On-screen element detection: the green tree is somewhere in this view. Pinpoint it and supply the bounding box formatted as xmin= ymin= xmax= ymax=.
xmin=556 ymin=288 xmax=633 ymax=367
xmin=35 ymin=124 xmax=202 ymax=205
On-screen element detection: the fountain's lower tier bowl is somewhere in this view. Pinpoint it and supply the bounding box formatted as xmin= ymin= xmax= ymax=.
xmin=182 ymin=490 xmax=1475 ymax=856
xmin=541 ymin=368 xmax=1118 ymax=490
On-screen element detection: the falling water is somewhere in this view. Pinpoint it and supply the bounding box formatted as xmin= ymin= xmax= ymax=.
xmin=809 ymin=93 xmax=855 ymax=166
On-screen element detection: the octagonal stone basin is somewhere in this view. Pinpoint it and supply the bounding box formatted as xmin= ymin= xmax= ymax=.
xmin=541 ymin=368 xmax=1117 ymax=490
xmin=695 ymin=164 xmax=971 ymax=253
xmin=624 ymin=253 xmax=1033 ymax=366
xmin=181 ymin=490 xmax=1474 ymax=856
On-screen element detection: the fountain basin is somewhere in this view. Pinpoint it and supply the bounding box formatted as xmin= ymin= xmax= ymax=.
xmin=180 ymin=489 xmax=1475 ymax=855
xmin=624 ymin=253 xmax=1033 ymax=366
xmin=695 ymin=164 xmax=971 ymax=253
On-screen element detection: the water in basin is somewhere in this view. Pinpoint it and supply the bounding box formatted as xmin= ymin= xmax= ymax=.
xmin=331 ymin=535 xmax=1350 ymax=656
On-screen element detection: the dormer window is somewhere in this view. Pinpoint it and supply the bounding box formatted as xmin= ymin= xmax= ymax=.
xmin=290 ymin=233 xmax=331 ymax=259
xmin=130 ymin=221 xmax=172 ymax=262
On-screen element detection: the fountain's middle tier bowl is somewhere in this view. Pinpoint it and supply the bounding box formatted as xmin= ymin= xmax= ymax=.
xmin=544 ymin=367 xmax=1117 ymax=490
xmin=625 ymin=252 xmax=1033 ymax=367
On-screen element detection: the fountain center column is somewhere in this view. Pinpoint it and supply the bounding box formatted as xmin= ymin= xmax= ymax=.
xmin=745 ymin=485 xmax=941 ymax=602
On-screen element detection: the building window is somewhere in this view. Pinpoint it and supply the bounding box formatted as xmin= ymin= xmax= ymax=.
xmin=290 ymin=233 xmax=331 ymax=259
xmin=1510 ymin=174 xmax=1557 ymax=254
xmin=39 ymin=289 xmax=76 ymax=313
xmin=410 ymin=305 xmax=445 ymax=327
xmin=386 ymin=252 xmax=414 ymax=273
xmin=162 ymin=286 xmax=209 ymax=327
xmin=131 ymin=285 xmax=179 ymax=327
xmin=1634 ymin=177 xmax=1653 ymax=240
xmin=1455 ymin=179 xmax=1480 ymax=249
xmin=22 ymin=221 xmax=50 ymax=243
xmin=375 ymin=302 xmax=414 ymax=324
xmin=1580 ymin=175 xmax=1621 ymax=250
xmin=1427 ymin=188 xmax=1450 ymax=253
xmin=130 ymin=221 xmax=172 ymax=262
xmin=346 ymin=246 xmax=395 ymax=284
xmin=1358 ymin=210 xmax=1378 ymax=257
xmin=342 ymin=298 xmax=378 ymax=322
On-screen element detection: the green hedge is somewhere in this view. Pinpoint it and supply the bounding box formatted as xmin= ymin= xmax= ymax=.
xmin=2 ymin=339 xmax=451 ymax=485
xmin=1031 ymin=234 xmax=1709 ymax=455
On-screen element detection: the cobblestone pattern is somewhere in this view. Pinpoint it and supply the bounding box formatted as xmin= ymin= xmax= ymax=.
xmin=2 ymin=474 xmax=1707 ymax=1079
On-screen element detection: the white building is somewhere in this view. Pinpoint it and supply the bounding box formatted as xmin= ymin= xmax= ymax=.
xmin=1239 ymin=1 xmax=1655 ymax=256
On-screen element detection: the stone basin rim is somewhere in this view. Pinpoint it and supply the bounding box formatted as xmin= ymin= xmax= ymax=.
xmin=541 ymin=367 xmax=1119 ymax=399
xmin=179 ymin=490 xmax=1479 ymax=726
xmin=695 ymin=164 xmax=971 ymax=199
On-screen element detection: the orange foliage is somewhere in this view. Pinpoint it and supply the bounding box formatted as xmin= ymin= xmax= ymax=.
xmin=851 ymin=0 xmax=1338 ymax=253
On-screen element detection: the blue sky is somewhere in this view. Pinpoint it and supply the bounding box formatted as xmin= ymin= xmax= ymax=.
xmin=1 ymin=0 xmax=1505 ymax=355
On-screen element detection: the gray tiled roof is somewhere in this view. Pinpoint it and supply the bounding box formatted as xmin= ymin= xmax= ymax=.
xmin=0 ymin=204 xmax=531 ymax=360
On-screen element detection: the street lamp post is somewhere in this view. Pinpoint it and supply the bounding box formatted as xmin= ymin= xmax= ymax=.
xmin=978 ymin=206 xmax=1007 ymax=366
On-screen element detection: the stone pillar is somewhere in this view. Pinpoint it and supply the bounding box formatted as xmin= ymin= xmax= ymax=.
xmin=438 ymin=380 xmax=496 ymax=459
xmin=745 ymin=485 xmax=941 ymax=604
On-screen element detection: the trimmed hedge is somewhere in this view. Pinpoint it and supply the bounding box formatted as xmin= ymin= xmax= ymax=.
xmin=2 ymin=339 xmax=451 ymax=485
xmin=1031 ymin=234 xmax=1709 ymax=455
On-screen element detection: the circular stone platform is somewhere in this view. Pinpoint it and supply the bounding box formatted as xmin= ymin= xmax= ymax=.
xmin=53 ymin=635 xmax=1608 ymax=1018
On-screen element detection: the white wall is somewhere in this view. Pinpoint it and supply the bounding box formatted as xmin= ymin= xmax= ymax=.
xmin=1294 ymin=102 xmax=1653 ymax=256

------------------------------------

The listing above is to be copied exactly, in full.

*Solution*
On-screen element detection: the green tree is somewhere in this view. Pinpoint it and supply the bounding box formatted as xmin= ymin= xmax= ymax=.
xmin=556 ymin=288 xmax=633 ymax=367
xmin=35 ymin=124 xmax=202 ymax=205
On-screen element detection: the fountain's lower tier bowl is somewhere in this view. Pinpoint it and supply the bounding box formatted as xmin= ymin= xmax= ymax=.
xmin=182 ymin=490 xmax=1475 ymax=856
xmin=541 ymin=368 xmax=1118 ymax=490
On-screen element detection: the falling water is somewhere in this view. Pinpoint it and supply the bounding box formatted as xmin= ymin= xmax= ymax=.
xmin=809 ymin=93 xmax=855 ymax=166
On-screen element detection: the octagonal stone basin is somewhere in this view. Pinpoint it and supply the bounding box formatted as xmin= ymin= xmax= ymax=.
xmin=541 ymin=368 xmax=1117 ymax=490
xmin=695 ymin=164 xmax=971 ymax=253
xmin=624 ymin=253 xmax=1033 ymax=366
xmin=181 ymin=490 xmax=1474 ymax=856
On-screen element detection: the fountain basin is somewhere in this view. Pinpoint it and supply the bounding box formatted as xmin= ymin= xmax= ymax=.
xmin=180 ymin=489 xmax=1475 ymax=855
xmin=624 ymin=253 xmax=1033 ymax=366
xmin=695 ymin=164 xmax=971 ymax=253
On-screen element detection: the water in basin is somewhere in this view. Pinpoint it and supply the bounding box formatted as xmin= ymin= xmax= ymax=.
xmin=331 ymin=535 xmax=1350 ymax=656
On-screen element detection: the dormer window is somewhere in this view. Pinpoint it and supply the bounding box formatted as xmin= ymin= xmax= ymax=.
xmin=290 ymin=233 xmax=331 ymax=259
xmin=130 ymin=221 xmax=172 ymax=262
On-screen element detection: the fountain's middle tier bowl is somewhere in this view. Pinpoint it and supply the bounding box formatted as xmin= ymin= xmax= ymax=.
xmin=544 ymin=367 xmax=1117 ymax=490
xmin=625 ymin=252 xmax=1033 ymax=367
On-screen element detection: the fountain center column is somewhere in this view. Pinpoint it and supply the bounding box formatted as xmin= ymin= xmax= ymax=.
xmin=745 ymin=485 xmax=941 ymax=602
On-screen element detection: the building window is somewhere in this view. Pinpoint it and supply the bounding box formatted as xmin= ymin= xmax= ymax=.
xmin=290 ymin=233 xmax=331 ymax=259
xmin=1510 ymin=174 xmax=1557 ymax=254
xmin=39 ymin=289 xmax=76 ymax=313
xmin=410 ymin=305 xmax=445 ymax=327
xmin=386 ymin=252 xmax=414 ymax=273
xmin=162 ymin=286 xmax=209 ymax=327
xmin=131 ymin=285 xmax=179 ymax=327
xmin=1634 ymin=177 xmax=1653 ymax=240
xmin=1455 ymin=179 xmax=1480 ymax=249
xmin=22 ymin=221 xmax=50 ymax=243
xmin=375 ymin=302 xmax=414 ymax=324
xmin=1580 ymin=175 xmax=1621 ymax=250
xmin=1427 ymin=188 xmax=1450 ymax=253
xmin=130 ymin=221 xmax=172 ymax=262
xmin=346 ymin=246 xmax=395 ymax=284
xmin=1358 ymin=210 xmax=1378 ymax=257
xmin=342 ymin=298 xmax=378 ymax=322
On-screen element detection: the green hedge is somewhere in this view. Pinpoint it and supply the bounding box formatted as xmin= ymin= xmax= ymax=.
xmin=2 ymin=339 xmax=451 ymax=485
xmin=1031 ymin=234 xmax=1709 ymax=455
On-screen element detection: the cobblestone pattern is somewhere in this view. Pinpoint it and supply the bounding box formatted as xmin= ymin= xmax= ymax=.
xmin=2 ymin=474 xmax=1707 ymax=1079
On-screen element detection: the white building is somewhere in this view. Pinpoint it and supply the bounding box formatted as xmin= ymin= xmax= ymax=.
xmin=1239 ymin=1 xmax=1655 ymax=256
On-screen element detection: the stone basin rim is somewhere in this view. Pinpoint it and supply the bounding box formatted as xmin= ymin= xmax= ymax=.
xmin=541 ymin=367 xmax=1119 ymax=399
xmin=179 ymin=490 xmax=1479 ymax=726
xmin=695 ymin=164 xmax=971 ymax=199
On-screen element detection: the orange foliage is somewhere in this view. Pinpoint it and supply the bounding box formatted as xmin= ymin= xmax= ymax=.
xmin=851 ymin=0 xmax=1338 ymax=253
On-screen element detection: the blue sky is somewhere in this view. Pinpoint it and supply the bounding box formatted as xmin= ymin= xmax= ymax=.
xmin=1 ymin=0 xmax=1505 ymax=355
On-screen element detection: the gray tiled roof is somewhere in this view. Pinpoint it and supply the bounding box formatted as xmin= ymin= xmax= ymax=.
xmin=0 ymin=204 xmax=531 ymax=360
On-screen element detection: the street lamp post is somewhere in this view. Pinpoint it and supply the bounding box formatted as xmin= ymin= xmax= ymax=.
xmin=978 ymin=206 xmax=1007 ymax=366
On-screen element detection: the stone pillar is somewhere in this view. Pinpoint it and supply the bounding box formatted as xmin= ymin= xmax= ymax=.
xmin=438 ymin=380 xmax=496 ymax=459
xmin=745 ymin=485 xmax=941 ymax=604
On-screen element detection: the trimmed hedge is somewhere in this view. Pinpoint it and supply the bounding box formatted as xmin= ymin= xmax= ymax=.
xmin=2 ymin=339 xmax=451 ymax=485
xmin=1031 ymin=234 xmax=1709 ymax=455
On-screen element detection: the circular stone platform is somewhere in this view. Pinpoint it and supply the bounding box formatted as xmin= ymin= xmax= ymax=.
xmin=53 ymin=635 xmax=1608 ymax=1018
On-screen element detection: the white wall is somewhere in this view. Pinpoint it and supply the bounding box formatted as xmin= ymin= xmax= ymax=.
xmin=1294 ymin=102 xmax=1653 ymax=256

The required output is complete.